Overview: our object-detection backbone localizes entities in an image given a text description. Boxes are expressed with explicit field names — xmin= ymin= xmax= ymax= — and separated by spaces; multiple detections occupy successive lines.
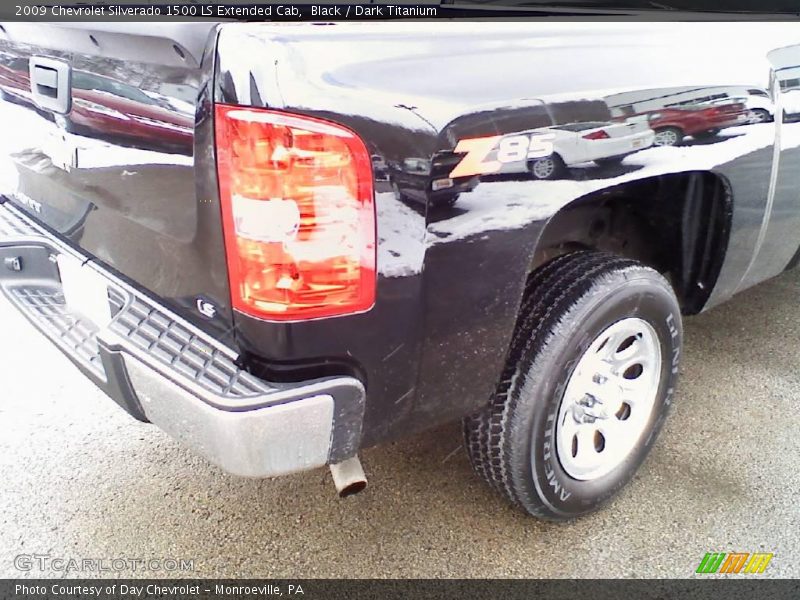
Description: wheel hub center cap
xmin=572 ymin=393 xmax=610 ymax=423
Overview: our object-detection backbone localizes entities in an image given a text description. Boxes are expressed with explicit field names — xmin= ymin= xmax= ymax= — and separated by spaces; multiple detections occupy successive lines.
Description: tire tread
xmin=464 ymin=251 xmax=655 ymax=518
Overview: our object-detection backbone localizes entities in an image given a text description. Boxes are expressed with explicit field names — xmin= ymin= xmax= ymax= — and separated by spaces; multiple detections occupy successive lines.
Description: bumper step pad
xmin=0 ymin=200 xmax=365 ymax=476
xmin=10 ymin=285 xmax=106 ymax=377
xmin=112 ymin=297 xmax=269 ymax=399
xmin=0 ymin=201 xmax=278 ymax=404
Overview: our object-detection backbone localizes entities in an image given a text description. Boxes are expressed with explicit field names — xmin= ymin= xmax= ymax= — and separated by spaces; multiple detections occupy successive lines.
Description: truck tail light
xmin=583 ymin=130 xmax=610 ymax=140
xmin=214 ymin=105 xmax=375 ymax=321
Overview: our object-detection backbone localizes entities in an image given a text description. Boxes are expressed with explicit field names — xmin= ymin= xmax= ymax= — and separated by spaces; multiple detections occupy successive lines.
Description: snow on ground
xmin=375 ymin=191 xmax=425 ymax=278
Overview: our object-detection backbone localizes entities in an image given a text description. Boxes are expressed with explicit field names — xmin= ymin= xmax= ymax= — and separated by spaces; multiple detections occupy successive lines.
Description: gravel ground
xmin=1 ymin=268 xmax=799 ymax=579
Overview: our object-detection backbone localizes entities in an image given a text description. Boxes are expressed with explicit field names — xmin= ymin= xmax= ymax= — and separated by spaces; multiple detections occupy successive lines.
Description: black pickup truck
xmin=1 ymin=22 xmax=799 ymax=520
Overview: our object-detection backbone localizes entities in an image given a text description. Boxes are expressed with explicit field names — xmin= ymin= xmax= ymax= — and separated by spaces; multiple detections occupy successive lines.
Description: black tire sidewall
xmin=515 ymin=274 xmax=681 ymax=518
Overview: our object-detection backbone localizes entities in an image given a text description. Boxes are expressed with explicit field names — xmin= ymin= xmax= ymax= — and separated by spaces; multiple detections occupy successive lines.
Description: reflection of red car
xmin=67 ymin=71 xmax=192 ymax=150
xmin=0 ymin=56 xmax=192 ymax=152
xmin=638 ymin=103 xmax=748 ymax=146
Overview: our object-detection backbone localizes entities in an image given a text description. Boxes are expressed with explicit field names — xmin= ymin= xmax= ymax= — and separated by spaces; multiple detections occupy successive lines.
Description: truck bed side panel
xmin=216 ymin=23 xmax=800 ymax=444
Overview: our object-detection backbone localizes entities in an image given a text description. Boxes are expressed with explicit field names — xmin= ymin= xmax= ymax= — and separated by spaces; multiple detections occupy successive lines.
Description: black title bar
xmin=3 ymin=1 xmax=800 ymax=21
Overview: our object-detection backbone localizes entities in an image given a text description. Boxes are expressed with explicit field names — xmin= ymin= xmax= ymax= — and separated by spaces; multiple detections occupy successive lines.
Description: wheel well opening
xmin=532 ymin=172 xmax=732 ymax=314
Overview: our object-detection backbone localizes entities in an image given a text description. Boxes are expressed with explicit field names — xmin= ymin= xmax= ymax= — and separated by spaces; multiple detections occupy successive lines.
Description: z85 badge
xmin=449 ymin=132 xmax=555 ymax=178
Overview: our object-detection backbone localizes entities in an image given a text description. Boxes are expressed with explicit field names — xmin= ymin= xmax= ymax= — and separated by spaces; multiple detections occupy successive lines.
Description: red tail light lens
xmin=214 ymin=105 xmax=375 ymax=321
xmin=583 ymin=130 xmax=610 ymax=140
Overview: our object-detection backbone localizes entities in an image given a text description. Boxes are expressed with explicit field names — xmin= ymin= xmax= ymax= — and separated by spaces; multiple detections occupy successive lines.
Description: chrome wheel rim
xmin=555 ymin=317 xmax=662 ymax=481
xmin=653 ymin=129 xmax=678 ymax=146
xmin=532 ymin=158 xmax=556 ymax=179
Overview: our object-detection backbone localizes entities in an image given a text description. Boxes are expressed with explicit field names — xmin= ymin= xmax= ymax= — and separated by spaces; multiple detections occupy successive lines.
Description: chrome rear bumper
xmin=0 ymin=200 xmax=365 ymax=477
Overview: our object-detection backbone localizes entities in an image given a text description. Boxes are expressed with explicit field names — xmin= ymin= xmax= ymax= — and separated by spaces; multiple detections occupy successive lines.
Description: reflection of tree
xmin=73 ymin=56 xmax=146 ymax=84
xmin=548 ymin=100 xmax=610 ymax=125
xmin=441 ymin=100 xmax=611 ymax=144
xmin=71 ymin=55 xmax=198 ymax=102
xmin=310 ymin=111 xmax=438 ymax=163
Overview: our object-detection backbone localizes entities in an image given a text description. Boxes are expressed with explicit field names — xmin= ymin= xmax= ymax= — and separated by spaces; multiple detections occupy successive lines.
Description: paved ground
xmin=1 ymin=268 xmax=799 ymax=579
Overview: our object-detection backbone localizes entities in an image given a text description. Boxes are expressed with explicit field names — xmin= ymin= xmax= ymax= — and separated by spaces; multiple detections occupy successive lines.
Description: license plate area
xmin=56 ymin=254 xmax=111 ymax=328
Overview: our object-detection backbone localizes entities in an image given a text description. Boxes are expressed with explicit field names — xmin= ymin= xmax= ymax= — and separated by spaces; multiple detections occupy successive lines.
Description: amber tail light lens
xmin=214 ymin=105 xmax=375 ymax=321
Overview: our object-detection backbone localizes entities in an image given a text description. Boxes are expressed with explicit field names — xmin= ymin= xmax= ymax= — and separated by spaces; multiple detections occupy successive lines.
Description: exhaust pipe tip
xmin=329 ymin=456 xmax=367 ymax=497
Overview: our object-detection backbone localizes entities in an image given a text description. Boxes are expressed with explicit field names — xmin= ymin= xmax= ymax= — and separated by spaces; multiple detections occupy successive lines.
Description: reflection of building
xmin=776 ymin=66 xmax=800 ymax=118
xmin=768 ymin=46 xmax=800 ymax=118
xmin=770 ymin=45 xmax=800 ymax=91
xmin=605 ymin=86 xmax=767 ymax=117
xmin=778 ymin=66 xmax=800 ymax=92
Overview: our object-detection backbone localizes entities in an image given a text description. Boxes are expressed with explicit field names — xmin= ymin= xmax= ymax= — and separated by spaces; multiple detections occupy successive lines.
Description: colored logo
xmin=696 ymin=552 xmax=773 ymax=574
xmin=449 ymin=133 xmax=555 ymax=178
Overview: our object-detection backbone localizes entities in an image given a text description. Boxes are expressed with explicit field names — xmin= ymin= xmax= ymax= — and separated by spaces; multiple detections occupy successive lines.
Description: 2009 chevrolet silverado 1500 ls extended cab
xmin=1 ymin=21 xmax=799 ymax=520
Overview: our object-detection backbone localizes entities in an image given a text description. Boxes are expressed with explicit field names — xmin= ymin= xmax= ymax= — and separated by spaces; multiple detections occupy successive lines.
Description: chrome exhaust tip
xmin=329 ymin=456 xmax=367 ymax=497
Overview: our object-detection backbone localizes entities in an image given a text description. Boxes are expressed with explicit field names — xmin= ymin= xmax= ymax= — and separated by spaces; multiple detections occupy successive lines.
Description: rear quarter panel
xmin=215 ymin=22 xmax=800 ymax=447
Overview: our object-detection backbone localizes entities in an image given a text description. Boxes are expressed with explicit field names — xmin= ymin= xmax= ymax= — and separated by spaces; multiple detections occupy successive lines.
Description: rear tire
xmin=464 ymin=251 xmax=682 ymax=520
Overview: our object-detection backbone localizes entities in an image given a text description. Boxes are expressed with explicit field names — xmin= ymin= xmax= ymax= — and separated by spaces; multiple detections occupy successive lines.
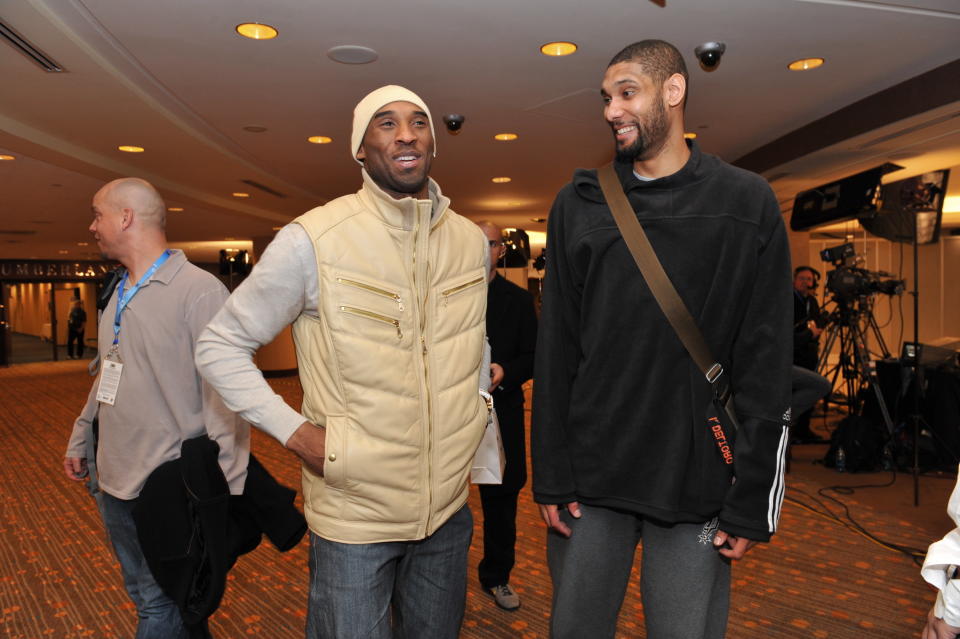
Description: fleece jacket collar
xmin=572 ymin=139 xmax=709 ymax=203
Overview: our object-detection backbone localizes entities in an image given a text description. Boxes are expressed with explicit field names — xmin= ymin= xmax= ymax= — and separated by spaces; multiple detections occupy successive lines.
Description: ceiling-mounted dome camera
xmin=694 ymin=42 xmax=726 ymax=71
xmin=442 ymin=114 xmax=465 ymax=133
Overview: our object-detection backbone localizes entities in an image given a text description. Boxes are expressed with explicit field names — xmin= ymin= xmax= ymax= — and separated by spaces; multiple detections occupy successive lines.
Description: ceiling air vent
xmin=240 ymin=179 xmax=286 ymax=198
xmin=0 ymin=20 xmax=64 ymax=73
xmin=857 ymin=111 xmax=960 ymax=150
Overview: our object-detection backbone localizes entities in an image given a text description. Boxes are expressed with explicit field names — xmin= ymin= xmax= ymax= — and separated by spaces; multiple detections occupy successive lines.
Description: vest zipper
xmin=413 ymin=203 xmax=433 ymax=535
xmin=339 ymin=305 xmax=402 ymax=340
xmin=336 ymin=277 xmax=404 ymax=312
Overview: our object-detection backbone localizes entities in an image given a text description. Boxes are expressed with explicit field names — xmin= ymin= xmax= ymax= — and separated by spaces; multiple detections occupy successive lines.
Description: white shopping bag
xmin=471 ymin=407 xmax=505 ymax=484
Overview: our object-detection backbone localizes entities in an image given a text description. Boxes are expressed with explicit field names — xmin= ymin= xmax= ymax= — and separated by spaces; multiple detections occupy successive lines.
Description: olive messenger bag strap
xmin=596 ymin=162 xmax=739 ymax=433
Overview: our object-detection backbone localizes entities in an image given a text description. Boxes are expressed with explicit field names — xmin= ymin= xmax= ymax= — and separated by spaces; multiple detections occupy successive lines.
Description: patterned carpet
xmin=0 ymin=360 xmax=943 ymax=638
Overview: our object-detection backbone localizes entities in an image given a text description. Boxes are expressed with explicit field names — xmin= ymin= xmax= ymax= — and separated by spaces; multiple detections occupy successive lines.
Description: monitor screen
xmin=859 ymin=170 xmax=950 ymax=244
xmin=790 ymin=166 xmax=884 ymax=231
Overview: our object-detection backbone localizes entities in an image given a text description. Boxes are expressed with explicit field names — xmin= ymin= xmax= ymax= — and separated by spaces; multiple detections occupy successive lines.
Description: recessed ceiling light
xmin=58 ymin=249 xmax=68 ymax=255
xmin=327 ymin=45 xmax=378 ymax=64
xmin=308 ymin=136 xmax=333 ymax=144
xmin=232 ymin=192 xmax=250 ymax=198
xmin=494 ymin=133 xmax=519 ymax=141
xmin=272 ymin=226 xmax=283 ymax=231
xmin=540 ymin=41 xmax=577 ymax=57
xmin=684 ymin=132 xmax=697 ymax=139
xmin=0 ymin=154 xmax=15 ymax=161
xmin=788 ymin=57 xmax=824 ymax=71
xmin=236 ymin=23 xmax=278 ymax=40
xmin=492 ymin=177 xmax=512 ymax=184
xmin=118 ymin=145 xmax=144 ymax=153
xmin=167 ymin=207 xmax=184 ymax=212
xmin=76 ymin=242 xmax=88 ymax=246
xmin=243 ymin=125 xmax=268 ymax=133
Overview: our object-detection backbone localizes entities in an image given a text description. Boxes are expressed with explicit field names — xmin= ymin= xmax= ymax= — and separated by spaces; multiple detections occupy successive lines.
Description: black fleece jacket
xmin=531 ymin=141 xmax=792 ymax=541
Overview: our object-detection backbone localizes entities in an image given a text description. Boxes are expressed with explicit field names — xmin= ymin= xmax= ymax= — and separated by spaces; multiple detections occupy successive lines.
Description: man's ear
xmin=120 ymin=208 xmax=134 ymax=231
xmin=663 ymin=72 xmax=686 ymax=109
xmin=356 ymin=144 xmax=366 ymax=162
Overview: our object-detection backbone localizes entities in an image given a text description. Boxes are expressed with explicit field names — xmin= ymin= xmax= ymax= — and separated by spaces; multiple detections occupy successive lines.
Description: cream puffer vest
xmin=292 ymin=171 xmax=488 ymax=543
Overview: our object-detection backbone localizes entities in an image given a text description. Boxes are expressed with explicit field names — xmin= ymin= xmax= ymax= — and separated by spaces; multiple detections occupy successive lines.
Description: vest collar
xmin=358 ymin=169 xmax=450 ymax=231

● ● ● ●

EXERCISE:
Up to and including the last line of the data, copy each line exactly, starting with the line that contains "Description: cream puffer vest".

ANSWER SECTION:
Description: cream puffer vest
xmin=292 ymin=171 xmax=488 ymax=543
Overview: our object-detection backbone localizes entities in an image given a text description. Boxes are expressed with explicit field names — xmin= ymin= xmax= ymax= — and separated by spaces; multiple detections occupy successive lines.
Description: vest collar
xmin=358 ymin=169 xmax=450 ymax=231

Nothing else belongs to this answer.